§ **Extrait du document**:
Un coentrepreneur providentiel
Deux fois par mois, François Cherruau quitte Saint-Malo, ses plages et son golf, pour mettre le cap sur Paris et la rue de Poitiers. C’est ici qu’il préside à l’essor des « investisseurs providentiels » français (business angels) issus des principales grandes écoles.
De l’enthousiasme et des sous
De dénomination typiquement anglo-saxonne, le « business angel » est une personne physique investissant une partie de son patrimoine dans une société innovante à potentiel. Il apporte en outre bénévolement, à l’entrepreneur qui fait appel à lui, une partie de son temps, ses compétences, ses réseaux de relations et son enthousiasme. Émanation de l’association XMP-Entrepreneur, qui aide d’anciens élèves des différentes écoles à créer ou à reprendre des entreprises, l’association XMP-Business Angels a vu le jour fin 2004.
Libre et responsable
De sa longue carrière dans les filiales du CEA, de Framatome ou à la tête d’entités personnelles, François Cherruau a gardé son enthousiasme pour l’innovation et un ennui certain pour les compte-rendus pléthoriques exigés par les lourdes organisations.
« Le rôle d’investisseur volontaire et partenaire permet de retrouver les sensations d’un patron libre et responsable, de participer à une aventure innovante, tout en respectant le libre-arbitre de l’entrepreneur qui est venu faire appel à nous. »
« Après un appel dans les bulletins de différentes écoles, nous avons pu réunir une quarantaine de personnes intéressées, rappelle François Cherruau. Il s’agissait de gens de même culture, prêts à investir et à s’investir.
Un premier groupe de travail s’est penché sur le concept de « business angels », typiquement anglo-saxon et déjà mis en œuvre en France par quelques associations, fédérées par France Angels. »
« Cette dernière association, dont nous faisons naturellement partie, nous a aidés à élaborer nos statuts et mettre au point nos modalités d’intervention. »

§ **Échantillon de données**:
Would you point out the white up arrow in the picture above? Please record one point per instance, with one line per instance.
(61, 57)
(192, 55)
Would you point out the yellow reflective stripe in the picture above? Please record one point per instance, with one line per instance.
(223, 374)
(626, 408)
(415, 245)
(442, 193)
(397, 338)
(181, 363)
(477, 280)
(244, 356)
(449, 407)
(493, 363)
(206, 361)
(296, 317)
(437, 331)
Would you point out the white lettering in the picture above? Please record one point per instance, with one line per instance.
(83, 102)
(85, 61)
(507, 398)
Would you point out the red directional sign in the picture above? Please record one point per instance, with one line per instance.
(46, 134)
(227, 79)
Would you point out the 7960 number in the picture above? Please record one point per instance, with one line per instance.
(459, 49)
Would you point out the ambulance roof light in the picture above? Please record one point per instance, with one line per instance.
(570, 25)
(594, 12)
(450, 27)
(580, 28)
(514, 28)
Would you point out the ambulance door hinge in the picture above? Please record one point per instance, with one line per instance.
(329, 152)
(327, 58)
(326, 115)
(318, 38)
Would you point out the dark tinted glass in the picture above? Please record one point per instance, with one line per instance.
--
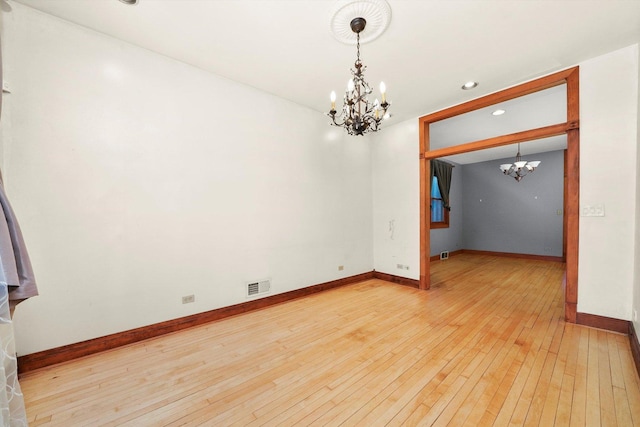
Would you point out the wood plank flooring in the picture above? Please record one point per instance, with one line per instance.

§ **Consigne 1**:
Pour chaque affirmation, dites par oui ou par non si elle concorde avec l'extrait, et citez à l'identique les mots de l'extrait qui permettent de trancher.
(a) L'association XMP-Business Angels a été créée fin 2004.
(b) François Cherruau se rend à Paris chaque semaine.
(c) L'appel paru dans les bulletins des écoles a réuni une centaine de personnes.
§ **Consigne 2**:
Reprenez mot pour mot le passage de l'extrait qui commence par « De l’enthousiasme et » et se poursuit jusqu'à « jour fin 2004. ».
Les données proviennent d'une source distincte de l'extrait.

§ **Réponse correcte 1**:
(a) Oui : « l’association XMP-Business Angels a vu le jour fin 2004 ».
(b) Non : « Deux fois par mois, François Cherruau quitte Saint-Malo ».
(c) Non : « nous avons pu réunir une quarantaine de personnes intéressées ».

§ **Réponse correcte 2**:
De l’enthousiasme et des sous
De dénomination typiquement anglo-saxonne, le « business angel » est une personne physique investissant une partie de son patrimoine dans une société innovante à potentiel. Il apporte en outre bénévolement, à l’entrepreneur qui fait appel à lui, une partie de son temps, ses compétences, ses réseaux de relations et son enthousiasme. Émanation de l’association XMP-Entrepreneur, qui aide d’anciens élèves des différentes écoles à créer ou à reprendre des entreprises, l’association XMP-Business Angels a vu le jour fin 2004.